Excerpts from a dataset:
========================================
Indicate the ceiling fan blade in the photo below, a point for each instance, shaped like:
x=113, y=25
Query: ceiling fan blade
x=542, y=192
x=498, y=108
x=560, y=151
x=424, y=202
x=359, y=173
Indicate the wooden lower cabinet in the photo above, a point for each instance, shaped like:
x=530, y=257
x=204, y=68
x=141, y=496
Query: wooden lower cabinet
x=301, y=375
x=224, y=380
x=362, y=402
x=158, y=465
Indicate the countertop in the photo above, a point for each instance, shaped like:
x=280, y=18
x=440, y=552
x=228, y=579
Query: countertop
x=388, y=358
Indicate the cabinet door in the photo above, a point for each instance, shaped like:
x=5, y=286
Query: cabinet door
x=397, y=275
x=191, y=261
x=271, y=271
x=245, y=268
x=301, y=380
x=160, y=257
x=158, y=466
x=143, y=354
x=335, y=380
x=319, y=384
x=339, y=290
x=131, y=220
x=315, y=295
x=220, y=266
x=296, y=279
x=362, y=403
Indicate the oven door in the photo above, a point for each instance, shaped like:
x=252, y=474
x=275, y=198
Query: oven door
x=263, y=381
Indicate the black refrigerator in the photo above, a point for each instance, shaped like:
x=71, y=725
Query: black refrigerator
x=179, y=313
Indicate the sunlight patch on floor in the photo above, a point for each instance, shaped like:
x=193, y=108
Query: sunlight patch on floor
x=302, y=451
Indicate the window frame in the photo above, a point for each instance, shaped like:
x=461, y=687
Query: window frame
========================================
- Activity -
Each entry above, in full, should be output exactly as it reads.

- Finished exercise -
Indicate the ceiling fan blade in the photo below, a point for each instance, shaped like:
x=113, y=25
Query: ceiling fan blade
x=542, y=192
x=498, y=108
x=560, y=151
x=424, y=202
x=359, y=173
Indicate the wooden lower cabinet in the photo above, a point for each instance, shaped like:
x=530, y=257
x=204, y=68
x=141, y=496
Query: wooden lower cabinet
x=301, y=375
x=224, y=380
x=362, y=402
x=158, y=465
Indicate the countertop in the photo above, a point for each instance, shaped like:
x=280, y=18
x=440, y=552
x=228, y=579
Query: countertop
x=388, y=358
Indicate the cabinet door in the photo above, a point for each instance, shaped like:
x=5, y=286
Query: cabinet door
x=397, y=275
x=191, y=261
x=271, y=271
x=245, y=268
x=301, y=380
x=160, y=257
x=158, y=466
x=143, y=354
x=335, y=380
x=319, y=384
x=339, y=290
x=131, y=220
x=315, y=295
x=220, y=266
x=296, y=279
x=362, y=403
Indicate the oven door in the photo above, a point for each instance, shaped like:
x=252, y=474
x=275, y=198
Query: oven door
x=263, y=381
Indicate the black refrigerator in the photo above, a point for each instance, shaped like:
x=71, y=725
Query: black refrigerator
x=179, y=313
Indicate the sunlight patch on floor in the photo above, a point for each instance, shaped like:
x=193, y=108
Query: sunlight patch on floor
x=302, y=451
Indicate the window frame in the photo above, a point for each instance, shaped like:
x=461, y=687
Query: window frame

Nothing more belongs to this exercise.